» **PROMPT**
Pull out and copy each line of the items below that contains the string "dark". Matches must agree in case.

» **MATERIAL FOR THIS EXERCISE**
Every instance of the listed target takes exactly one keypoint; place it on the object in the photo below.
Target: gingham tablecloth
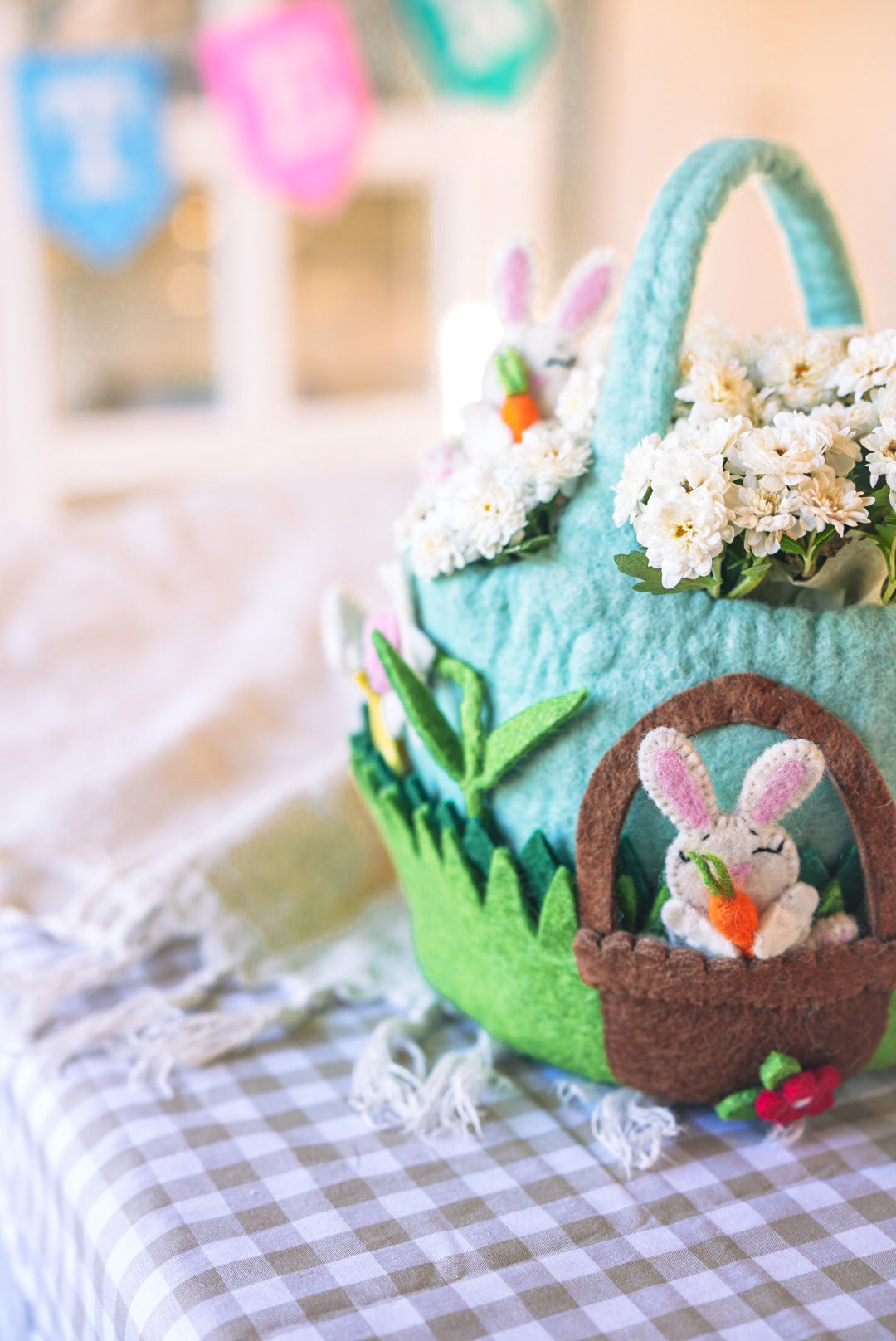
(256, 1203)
==
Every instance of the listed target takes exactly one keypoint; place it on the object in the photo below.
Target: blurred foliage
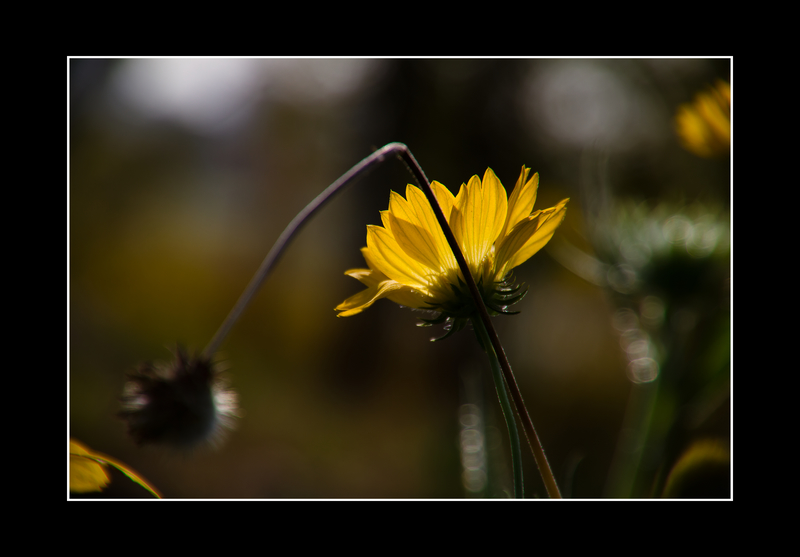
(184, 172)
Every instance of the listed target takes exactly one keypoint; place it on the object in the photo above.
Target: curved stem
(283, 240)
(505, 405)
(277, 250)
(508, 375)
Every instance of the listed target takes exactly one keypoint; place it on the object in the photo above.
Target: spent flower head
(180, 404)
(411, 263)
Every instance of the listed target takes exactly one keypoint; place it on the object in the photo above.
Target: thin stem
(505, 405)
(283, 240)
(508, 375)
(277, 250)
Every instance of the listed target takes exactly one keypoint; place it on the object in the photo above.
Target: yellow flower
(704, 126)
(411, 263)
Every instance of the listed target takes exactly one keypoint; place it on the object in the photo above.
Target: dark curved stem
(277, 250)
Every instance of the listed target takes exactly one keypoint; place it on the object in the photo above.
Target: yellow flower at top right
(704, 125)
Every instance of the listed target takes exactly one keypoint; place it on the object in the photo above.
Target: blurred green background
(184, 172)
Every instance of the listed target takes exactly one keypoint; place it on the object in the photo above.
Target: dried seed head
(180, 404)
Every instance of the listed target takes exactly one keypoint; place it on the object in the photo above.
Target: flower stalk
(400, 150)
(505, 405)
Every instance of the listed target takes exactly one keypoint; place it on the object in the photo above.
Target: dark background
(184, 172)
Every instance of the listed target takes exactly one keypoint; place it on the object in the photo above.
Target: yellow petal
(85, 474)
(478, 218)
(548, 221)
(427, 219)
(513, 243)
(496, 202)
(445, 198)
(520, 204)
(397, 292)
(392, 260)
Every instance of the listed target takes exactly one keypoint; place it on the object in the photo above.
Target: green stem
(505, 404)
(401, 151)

» **RESULT FOR THIS TASK**
Target: dark curved stem
Target: dark background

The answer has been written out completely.